Source text -
ROAD to COPENHAGEN, Fitrian Ardiansyah, Jakarta   |  Tue, 10 Nov 2009 12:39 PM  |  Environment , page 21

In the midst of a political storm brewing over the arrest of suspended leaders of the Corruption Eradication Commission (KPK), President Susilo Bambang Yudhoyono (SBY) launched a National Summit followed by a week of back-to-back meetings, which resulted in a “100 days” program for his Cabinet.

Overall, the President laid out 45 programs, earmarking 15 as priorities. The 11th on the list of priorities is a program dedicated to addressing climate change and environmental issues.

SBY and his Cabinet have committed to formulating a five-year action plan addressing climate change and environmental degradation. More specifically, the President has put the emphasis on managing forests in a sustainable manner, furthering actions against illegal logging, preventing forest and land fires and preserving the remaining forest protections.

With this program, he hopes Indonesia will reduce its greenhouse gas (GHG) emissions, which mostly come from deforestation and forest degradation.

The question remains, nevertheless, whether the upcoming five-year action plan on climate change and the environment will be adequate and sufficient enough to act as a basis for achieving Indonesia’s aspiration outlined in the G20 leaders meeting in Pittsburgh.

At the G20 meeting, the President stated the government was devising a policy to cut emissions by 26 percent by 2020 from “business as usual” (BAU) levels. The President expressed confidence that, with international support, Indonesia could cut emissions by as much as 41 percent.

SBY added that his administration was committed to changing the status of Indonesia’s forests a net-emitter sector to a net-sink sector by 2030.

Rather than wait “100 days” to achieve its objective, the government can immediately extrapolate and strengthen existing policies, including the National Actions Plan on Mitigation and Adaptation on Climate Change (RAN-MAPI) 2007, which the State Ministry of Development Planning (Bappenas) is currently refining into the Climate Change Road Map.

With regards to deforestation, SBY can declare the remaining peatlands as well as natural and high conservation value forests as critical, hence preventing them from being converted for oil palm, pulpwood, mining or any other land uses.

These lands and forests represent one of the world’s most significant stock of terrestrial carbon and most threatened habitats of endangered species.

The President needs to explore and use policy incentives, as well as request additional bilateral and multilateral assistance to support Reduced Emissions from Deforestation and Degradation (REDD) initiatives, with an emphasis on building strong forest measuring and monitoring systems and good governance capacities in key forested countries.

Given information -
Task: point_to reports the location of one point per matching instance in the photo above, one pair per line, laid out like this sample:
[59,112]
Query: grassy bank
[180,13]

Work to complete -
**A)** In the article on Indonesia's climate policy, by how much did the President say Indonesia could cut emissions with international support?
**B)** Carry the article on Indonesia's climate policy forward from its last sentence.
The listing plays no part in this work.

Written answers -
**A)** By as much as 41 percent.

**B)**
The President can request his minister of forestry and other relevant ministers – in partnership with the private sector, civil societies, community groups and with bilateral and multilateral donors – to leverage the resources needed for REDD programs and projects.

Using the existing Indonesia Climate Change Trust Fund (ICCTF), the President needs to encourage his Cabinet to coordinate government agencies and private partners’ efforts to save these remaining peatlands and forests through innovative approaches, such as increasing incentives and sustainable financing to avoid deforestation, conservation as well as sustainable management of forests.

These coordinated actions, if planned and carried out properly, will not only enrich SBY’s 100-day program but also gradually address the problems of climate change.

In addition to priority number 11, there are at least three other priorities in this “100 days” program that are linked to climate change and environmental issues.

Priority number four aims at increasing the capability of electricity to meet the energy demands of the industrial and commercial sector, households and transportation for the next five years. In 100 days, the government will map deficiencies in electricity provision for each province.

At various occasions, SBY stated he would devise a policy that would allow Indonesia to fulfill its aspiration to reduce emissions by stepping up investment in the energy sector, especially to boost energy efficiency and renewable energy.

To do this, SBY can ask the minister of energy and mineral resources to develop a policy and incentives framework that will accelerate the development of large-scale renewable energy and the adoption of efficient energy.

An immediate obstacle to using renewable energy and increasing energy efficiency is energy pricing. The energy pricing process in this country needs to be reformed to reflect the total economic value of utilizing respective energy sources.

Energy pricing so far has led to irresponsible use of energy sources, and to some extent, rendered some energy sources scarce. It has become difficult to use renewable energy or promote energy efficiency because of the competition with some highly subsidized energy sources, noticeably fossil fuels.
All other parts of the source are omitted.